September 7, 2009 |  2:12 pm

Cardinal Roger Mahony blesses a sanitation truck in honor of Labor Day. Hundreds attended a Monday mass at Cathedral of Our Lady of the Angels. Credit: Allen J. Schaben / Los Angeles Times Despite the recession, union membership in Southern California is on the rise, according to a study released Monday by UCLA’s Institute for Research on Labor and Employment.

The institute’s fifth annual report on the state of organized labor found that, between July 2008 and June 2009 — the peak of the current recession — unions gained almost 25,000 new members in Southern California and more than 131,000 statewide.

The gains follow decades of decline in union membership.

Union members still represent a minority all workers — about 18.3% of all employees in California and 17.5% in the Southern California region that includes Los Angeles, Orange, Riverside, Ventura and San Bernardino counties. However, the percentage of union membership has been rising the last two years, both in California and throughout the country.

- **EXTRACTED ENTRIES**
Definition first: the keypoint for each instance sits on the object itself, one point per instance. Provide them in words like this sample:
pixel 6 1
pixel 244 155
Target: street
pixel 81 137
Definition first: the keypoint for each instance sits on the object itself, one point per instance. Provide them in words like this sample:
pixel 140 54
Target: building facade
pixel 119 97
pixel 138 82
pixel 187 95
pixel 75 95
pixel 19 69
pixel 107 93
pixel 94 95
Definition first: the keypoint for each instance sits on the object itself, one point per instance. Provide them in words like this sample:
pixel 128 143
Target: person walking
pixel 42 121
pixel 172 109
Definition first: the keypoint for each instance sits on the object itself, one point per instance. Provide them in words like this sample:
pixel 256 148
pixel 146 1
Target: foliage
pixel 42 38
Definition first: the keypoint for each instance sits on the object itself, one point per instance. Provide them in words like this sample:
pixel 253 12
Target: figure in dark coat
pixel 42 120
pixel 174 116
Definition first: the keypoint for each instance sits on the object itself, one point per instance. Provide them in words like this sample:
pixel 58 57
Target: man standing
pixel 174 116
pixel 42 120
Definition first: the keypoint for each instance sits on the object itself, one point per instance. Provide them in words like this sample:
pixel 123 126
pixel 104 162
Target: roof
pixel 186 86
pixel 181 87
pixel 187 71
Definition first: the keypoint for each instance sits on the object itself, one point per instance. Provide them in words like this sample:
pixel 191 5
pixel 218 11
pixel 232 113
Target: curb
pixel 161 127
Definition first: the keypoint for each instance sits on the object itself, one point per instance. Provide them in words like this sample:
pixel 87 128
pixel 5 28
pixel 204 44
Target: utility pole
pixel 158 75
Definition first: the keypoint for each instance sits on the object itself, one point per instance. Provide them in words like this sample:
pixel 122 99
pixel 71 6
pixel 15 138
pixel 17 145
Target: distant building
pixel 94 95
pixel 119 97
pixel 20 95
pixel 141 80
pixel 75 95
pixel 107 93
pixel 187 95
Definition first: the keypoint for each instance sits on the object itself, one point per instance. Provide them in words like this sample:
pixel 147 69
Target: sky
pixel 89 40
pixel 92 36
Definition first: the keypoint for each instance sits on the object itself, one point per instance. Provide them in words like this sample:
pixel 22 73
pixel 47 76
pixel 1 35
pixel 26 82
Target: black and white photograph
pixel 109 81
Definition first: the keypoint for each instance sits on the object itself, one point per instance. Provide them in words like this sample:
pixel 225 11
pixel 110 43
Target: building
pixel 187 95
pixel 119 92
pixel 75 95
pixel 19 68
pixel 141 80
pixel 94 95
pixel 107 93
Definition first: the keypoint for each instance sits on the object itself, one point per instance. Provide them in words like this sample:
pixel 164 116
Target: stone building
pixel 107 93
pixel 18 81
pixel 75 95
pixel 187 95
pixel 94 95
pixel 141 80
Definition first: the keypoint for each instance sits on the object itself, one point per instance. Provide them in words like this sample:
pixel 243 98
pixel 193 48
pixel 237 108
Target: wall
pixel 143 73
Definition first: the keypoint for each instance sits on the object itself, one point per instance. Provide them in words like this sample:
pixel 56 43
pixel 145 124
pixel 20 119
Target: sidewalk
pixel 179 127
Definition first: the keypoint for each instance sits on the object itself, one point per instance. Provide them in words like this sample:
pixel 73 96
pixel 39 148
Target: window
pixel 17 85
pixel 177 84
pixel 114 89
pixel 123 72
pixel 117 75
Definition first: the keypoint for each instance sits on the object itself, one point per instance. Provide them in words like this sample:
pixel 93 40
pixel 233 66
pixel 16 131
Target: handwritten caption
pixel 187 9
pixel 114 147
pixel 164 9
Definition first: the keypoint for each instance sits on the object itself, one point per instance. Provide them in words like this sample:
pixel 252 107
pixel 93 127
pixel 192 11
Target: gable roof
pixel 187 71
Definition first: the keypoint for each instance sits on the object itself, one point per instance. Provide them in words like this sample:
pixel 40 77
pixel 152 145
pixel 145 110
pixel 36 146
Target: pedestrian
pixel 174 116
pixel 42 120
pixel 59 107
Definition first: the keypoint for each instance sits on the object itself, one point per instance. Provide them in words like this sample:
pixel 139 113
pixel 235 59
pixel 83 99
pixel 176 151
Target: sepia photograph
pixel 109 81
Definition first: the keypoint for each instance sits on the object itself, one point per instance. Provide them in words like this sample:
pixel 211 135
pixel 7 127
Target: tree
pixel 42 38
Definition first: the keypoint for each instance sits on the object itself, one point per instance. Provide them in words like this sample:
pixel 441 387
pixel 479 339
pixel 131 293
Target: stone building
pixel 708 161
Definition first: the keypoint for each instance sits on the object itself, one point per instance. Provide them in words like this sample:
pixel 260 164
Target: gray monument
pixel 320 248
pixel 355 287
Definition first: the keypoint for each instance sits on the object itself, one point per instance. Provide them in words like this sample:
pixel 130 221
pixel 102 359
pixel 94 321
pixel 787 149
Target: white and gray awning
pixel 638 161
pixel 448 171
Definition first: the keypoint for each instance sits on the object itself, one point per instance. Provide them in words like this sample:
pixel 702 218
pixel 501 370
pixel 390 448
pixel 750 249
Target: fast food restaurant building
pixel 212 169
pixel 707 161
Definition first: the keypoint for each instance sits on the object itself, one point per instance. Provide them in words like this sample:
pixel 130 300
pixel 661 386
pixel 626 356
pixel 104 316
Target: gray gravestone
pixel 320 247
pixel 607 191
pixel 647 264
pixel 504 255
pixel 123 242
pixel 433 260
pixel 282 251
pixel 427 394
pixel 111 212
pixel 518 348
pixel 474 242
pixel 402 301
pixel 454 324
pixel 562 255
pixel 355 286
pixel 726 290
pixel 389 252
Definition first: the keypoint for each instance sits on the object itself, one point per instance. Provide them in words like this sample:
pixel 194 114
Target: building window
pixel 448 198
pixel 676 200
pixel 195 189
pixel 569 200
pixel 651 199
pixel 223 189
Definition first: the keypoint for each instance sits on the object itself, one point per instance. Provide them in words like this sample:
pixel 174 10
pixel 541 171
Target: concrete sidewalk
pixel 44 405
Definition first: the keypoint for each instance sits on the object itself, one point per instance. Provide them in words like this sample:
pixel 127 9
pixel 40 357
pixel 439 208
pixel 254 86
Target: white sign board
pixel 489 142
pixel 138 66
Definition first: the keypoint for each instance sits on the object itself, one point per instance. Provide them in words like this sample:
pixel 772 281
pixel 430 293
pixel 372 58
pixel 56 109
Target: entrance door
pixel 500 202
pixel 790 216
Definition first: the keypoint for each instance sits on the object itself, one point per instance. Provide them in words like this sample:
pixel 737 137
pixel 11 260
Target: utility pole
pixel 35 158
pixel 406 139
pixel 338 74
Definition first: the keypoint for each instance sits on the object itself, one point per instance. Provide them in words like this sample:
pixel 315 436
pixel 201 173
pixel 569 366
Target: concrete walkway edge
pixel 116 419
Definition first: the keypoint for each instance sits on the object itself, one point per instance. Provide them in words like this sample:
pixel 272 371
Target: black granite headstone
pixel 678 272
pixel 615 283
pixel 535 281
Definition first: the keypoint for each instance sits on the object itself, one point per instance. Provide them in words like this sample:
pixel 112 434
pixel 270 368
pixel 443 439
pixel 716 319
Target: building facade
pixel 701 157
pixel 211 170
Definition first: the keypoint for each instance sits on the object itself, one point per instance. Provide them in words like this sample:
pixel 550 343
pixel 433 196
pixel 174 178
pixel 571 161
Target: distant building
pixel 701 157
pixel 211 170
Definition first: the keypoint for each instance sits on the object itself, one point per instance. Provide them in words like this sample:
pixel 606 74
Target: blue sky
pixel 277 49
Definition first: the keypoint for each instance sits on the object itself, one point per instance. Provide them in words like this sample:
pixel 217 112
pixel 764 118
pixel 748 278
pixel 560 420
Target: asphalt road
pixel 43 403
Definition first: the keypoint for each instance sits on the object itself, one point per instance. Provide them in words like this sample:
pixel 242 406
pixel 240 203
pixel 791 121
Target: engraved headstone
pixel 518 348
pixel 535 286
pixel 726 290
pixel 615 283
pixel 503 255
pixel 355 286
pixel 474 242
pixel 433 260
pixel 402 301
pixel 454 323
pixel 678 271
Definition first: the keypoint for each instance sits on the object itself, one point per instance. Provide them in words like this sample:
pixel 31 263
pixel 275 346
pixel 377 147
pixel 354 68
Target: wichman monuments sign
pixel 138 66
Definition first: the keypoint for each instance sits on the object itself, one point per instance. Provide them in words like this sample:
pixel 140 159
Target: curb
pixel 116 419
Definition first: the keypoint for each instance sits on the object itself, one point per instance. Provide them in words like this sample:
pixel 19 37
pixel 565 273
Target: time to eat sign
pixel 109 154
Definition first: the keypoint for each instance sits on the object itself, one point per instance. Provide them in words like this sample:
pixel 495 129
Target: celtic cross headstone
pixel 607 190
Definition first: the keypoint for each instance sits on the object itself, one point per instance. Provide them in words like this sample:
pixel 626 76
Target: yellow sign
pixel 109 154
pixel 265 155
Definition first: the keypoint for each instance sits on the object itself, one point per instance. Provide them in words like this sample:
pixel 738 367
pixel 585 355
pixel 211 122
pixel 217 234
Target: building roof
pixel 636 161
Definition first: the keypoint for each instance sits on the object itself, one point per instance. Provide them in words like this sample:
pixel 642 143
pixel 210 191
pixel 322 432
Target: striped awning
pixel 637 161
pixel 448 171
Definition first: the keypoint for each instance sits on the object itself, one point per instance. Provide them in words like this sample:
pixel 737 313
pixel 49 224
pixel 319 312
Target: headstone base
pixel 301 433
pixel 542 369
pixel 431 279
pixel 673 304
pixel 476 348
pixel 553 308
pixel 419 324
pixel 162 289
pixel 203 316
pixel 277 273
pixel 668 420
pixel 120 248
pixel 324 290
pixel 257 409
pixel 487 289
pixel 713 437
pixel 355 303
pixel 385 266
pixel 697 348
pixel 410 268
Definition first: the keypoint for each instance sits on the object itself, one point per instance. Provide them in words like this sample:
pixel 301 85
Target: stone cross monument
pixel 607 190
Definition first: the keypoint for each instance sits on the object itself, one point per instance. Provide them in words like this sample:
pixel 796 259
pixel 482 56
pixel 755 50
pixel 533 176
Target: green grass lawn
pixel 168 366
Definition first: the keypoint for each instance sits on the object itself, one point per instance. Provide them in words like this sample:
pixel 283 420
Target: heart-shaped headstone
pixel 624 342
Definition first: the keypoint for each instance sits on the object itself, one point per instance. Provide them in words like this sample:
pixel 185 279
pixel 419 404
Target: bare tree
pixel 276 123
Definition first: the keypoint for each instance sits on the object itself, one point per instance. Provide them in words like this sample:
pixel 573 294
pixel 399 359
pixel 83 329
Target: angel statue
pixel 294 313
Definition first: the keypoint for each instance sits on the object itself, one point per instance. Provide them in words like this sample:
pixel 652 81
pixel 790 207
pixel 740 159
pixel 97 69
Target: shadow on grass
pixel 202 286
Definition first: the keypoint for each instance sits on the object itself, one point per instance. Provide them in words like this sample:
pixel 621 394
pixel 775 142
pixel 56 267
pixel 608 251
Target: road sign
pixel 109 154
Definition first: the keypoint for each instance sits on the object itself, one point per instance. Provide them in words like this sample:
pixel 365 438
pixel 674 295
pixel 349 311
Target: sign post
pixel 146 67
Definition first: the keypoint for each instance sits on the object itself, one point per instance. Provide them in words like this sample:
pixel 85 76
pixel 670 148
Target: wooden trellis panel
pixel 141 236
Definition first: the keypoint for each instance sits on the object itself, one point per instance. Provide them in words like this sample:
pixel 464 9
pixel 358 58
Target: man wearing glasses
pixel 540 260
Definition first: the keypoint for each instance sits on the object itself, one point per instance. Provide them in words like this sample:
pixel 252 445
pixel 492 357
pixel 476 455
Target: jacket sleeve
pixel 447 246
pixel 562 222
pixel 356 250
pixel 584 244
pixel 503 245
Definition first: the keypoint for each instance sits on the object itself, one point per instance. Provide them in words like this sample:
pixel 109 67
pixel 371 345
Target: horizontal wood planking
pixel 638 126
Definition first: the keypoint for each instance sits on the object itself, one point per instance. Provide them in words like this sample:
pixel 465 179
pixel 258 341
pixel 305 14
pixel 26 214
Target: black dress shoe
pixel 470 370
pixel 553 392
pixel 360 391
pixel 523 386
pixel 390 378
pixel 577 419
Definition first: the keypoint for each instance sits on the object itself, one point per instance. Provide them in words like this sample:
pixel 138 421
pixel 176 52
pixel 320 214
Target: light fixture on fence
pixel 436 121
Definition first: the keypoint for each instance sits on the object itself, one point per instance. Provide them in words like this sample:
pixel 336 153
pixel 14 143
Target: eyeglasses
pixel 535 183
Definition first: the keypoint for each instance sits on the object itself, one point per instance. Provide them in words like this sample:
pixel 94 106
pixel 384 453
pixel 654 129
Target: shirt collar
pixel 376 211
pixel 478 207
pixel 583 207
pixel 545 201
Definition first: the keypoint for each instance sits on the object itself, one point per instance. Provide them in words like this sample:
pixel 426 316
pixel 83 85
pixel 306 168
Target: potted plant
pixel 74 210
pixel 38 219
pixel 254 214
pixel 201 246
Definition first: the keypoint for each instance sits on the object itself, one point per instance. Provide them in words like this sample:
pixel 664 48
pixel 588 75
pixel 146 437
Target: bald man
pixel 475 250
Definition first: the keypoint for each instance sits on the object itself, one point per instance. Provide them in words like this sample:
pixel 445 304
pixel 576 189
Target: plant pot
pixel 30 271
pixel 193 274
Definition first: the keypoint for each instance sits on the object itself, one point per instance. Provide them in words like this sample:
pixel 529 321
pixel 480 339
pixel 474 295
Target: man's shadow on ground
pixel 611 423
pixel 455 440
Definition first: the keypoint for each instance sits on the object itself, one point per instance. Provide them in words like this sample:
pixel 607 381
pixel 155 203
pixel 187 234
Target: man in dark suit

- **WRITTEN INSTRUCTION A**
Rewrite the passage about union membership, everything from "The gains follow" down to "throughout the country.", with "decline" replaced by "drop".
- **WRITTEN INSTRUCTION B**
Go on with the article on Southern California union membership from the point where it stops.

- **RIGHT ANSWER A**
The gains follow decades of drop in union membership.

Union members still represent a minority all workers — about 18.3% of all employees in California and 17.5% in the Southern California region that includes Los Angeles, Orange, Riverside, Ventura and San Bernardino counties. However, the percentage of union membership has been rising the last two years, both in California and throughout the country.

- **RIGHT ANSWER B**
Nationwide, union members represent about 12.4% of all workers. Across the country, the institute said, average hourly earnings are about $4 more for union workers than for non-union workers.

To mark Labor Day, Cardinal Roger Mahony celebrated a special Mass at the Cathedral of Our Lady of The Angels. He called on organized labor and employers to work together to put people back to work in lasting jobs.

“It isn’t just a matter of replacing yesterday’s jobs with more of yesterday’s jobs that may have no future,” Mahony told worshippers, including many union activists wearing T-shirts bearing their union affiliation. “That may have no future.”

Elsewhere in Southern California, union workers and their allies gathered for a parade in Wilmington and rally in Banning Park to press for government-funded healthcare benefits.

[Updated, 5 p.m.: Before celebrating Mass, Mahony blessed a sanitation truck, calling the act "a symbol of the dignity of our work." While delivering the blessing, he sprinkled the truck with holy water outside the cathedral.

"Bless this truck, and those who use this truck," he said as workers in union T-shirts watched. "May they travel and use it safely, with care for the safety of others."

The act was meant to symbolize the struggle of working men and women to earn a living wage, healthcare and respect in the workplace, a union official said.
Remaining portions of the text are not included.